- **Aim 1**: Using the passage below on patent claims, please decide whether each statement agrees with it. Answer yes or no for each, quoting the deciding words. (a) For Claim 19, the microphone is identified as Microphone 1950 in Fig. 19. (b) Claim 16 is said to be disclosed by Parthasarathi alone. (c) Classifier 1520 is tied to Gaussian Mixture Model techniques.

- **Provided passage**:
»»

Claim 14, Parthasarathi in view of Mitchell discloses further comprising an audio scene detector that is configured to be activated responsive to detection of the presence of the at least one or more target sounds in the audio data by the binary target sound classifier, (Parthasarathi: Section 0121, lines 5-10- thus the desired talker’s speech, where the features corresponds to a desired user understand a desire user is selected from a plurality of target voices or sounds)  the audio scene detector comprising:
an audio scene change detector configured to process the audio data and to generate a scene change signal in response to detection of an audio scene change; (Parthasarathi: Section 0127, lines 12-15- thus acoustic condition adaptation means the system can respond to an audio scene change) and an audio scene classifier configured to receive the audio data from the buffer in response to the detection of the audio scene change. (Parthasarathi: Section 0041, lines 4-6- thus environmental noise changed to background noise reads on the change of audio scene change) 
Claim 16, Parthasarathi in view of Mitchell discloses wherein the audio scene change detector is further configured to detect the audio scene change based on detecting changes in at least one of noise statistics or non-stationary sound statistics. (Parthasarathi: Section 0127, lines 12-15- thus acoustic condition adaptation means the system can respond to an audio scene change)
Claim 17, Parthasarathi in view of Mitchell discloses wherein the audio scene change detector includes a classifier trained using audio data corresponding to transitions between scenes. (Parthasarathi: Section 0127, lines 12-15- thus acoustic condition adaptation means the system can respond to an audio scene change)
Claim 19, Parthasarathi in view of Mitchell discloses further comprising a microphone coupled to the one or more processors and configured to generate the audio data. (Parthasarathi: Fig. 19, Microphone 1950 generates the audio data) 
Claim 22, Parthasarathi discloses wherein the second stage is configured to process a first portion of the audio data, (Parthasarathi: “First portion of audio data”- see fig. 11) the first portion corresponding to a portion of the audio data in which the first stage detected the presence of the at least one of the one or more target non- speech sounds. (Parthasarathi: Section 0104, lines 6-8 first portion of that input audio corresponds to the desired speaker … that early portion of the input audio may be determined…)

    PNG
    media_image2.png
    226
    699
    media_image2.png
    Greyscale

The first portion of audio data 1102 as indicated on the screenshot reads on the first portion that will indicate if the audio data contains the wakeword. 


Claim 23, Parthasarathi discloses a method of target sound detection, (Wakeword detection 220 in device 110)  the method comprising: 
storing audio data in a buffer; (Section 0033, lines 19-21- the audio data is stored in the acoustic front end located on the device 110 prior to transmission and it is transmitted only based on when it contains a Wakeword, also see Section 0103, lines 8-10) 
 processing the audio data in the buffer using a binary target sound classifier (Classifier 1520-Gaussian Mixture Model (GMM) techniques, section 0035, lines 14-17) in a first stage (before Wakeword detection) of a target sound detector configured to detect the presence or absence of one or more target non-speech sounds; (Section 0038, lines 1-8 “local device may “wake”  and begin transmitting audio data- the second stage is when the local device begins transmitting the audio data upon detection of the wakeword).

««

- **Records**:
»»

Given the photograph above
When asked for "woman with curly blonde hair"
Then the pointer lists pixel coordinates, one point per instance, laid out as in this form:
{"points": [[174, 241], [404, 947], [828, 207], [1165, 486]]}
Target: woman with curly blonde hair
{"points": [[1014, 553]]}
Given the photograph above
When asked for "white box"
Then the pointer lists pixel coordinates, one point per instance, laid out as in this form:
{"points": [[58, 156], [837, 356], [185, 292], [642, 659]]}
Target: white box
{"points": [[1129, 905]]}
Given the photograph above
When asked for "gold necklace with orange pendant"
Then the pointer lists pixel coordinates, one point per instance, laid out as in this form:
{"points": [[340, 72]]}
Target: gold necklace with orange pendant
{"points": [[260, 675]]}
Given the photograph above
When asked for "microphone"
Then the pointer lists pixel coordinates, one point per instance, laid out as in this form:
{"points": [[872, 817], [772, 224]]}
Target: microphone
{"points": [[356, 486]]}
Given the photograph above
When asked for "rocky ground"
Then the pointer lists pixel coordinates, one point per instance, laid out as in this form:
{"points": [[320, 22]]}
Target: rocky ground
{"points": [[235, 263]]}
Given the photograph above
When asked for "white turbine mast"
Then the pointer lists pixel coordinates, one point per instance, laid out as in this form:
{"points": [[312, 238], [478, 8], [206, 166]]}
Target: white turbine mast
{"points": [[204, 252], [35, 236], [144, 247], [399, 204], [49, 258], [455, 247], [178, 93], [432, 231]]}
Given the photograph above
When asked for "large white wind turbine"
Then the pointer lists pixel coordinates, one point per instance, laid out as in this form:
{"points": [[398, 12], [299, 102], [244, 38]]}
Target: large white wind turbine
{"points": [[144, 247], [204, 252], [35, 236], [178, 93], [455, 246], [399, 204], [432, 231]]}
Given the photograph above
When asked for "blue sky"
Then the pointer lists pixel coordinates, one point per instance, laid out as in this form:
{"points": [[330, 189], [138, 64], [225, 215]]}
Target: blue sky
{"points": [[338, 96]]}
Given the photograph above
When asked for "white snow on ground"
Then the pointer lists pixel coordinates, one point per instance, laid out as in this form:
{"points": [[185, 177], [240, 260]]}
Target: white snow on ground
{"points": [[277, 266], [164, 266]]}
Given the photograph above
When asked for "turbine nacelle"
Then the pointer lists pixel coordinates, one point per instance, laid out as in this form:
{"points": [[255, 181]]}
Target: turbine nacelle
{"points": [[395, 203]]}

««

- **Aim 2**: Return every line of the listing above that contains the word "orange".

- **Complete output 1**:
(a) Yes: "Fig. 19, Microphone 1950 generates the audio data"
(b) No: "Claim 16, Parthasarathi in view of Mitchell discloses"
(c) Yes: "Classifier 1520-Gaussian Mixture Model (GMM) techniques"

- **Complete output 2**:
When asked for "gold necklace with orange pendant"
Target: gold necklace with orange pendant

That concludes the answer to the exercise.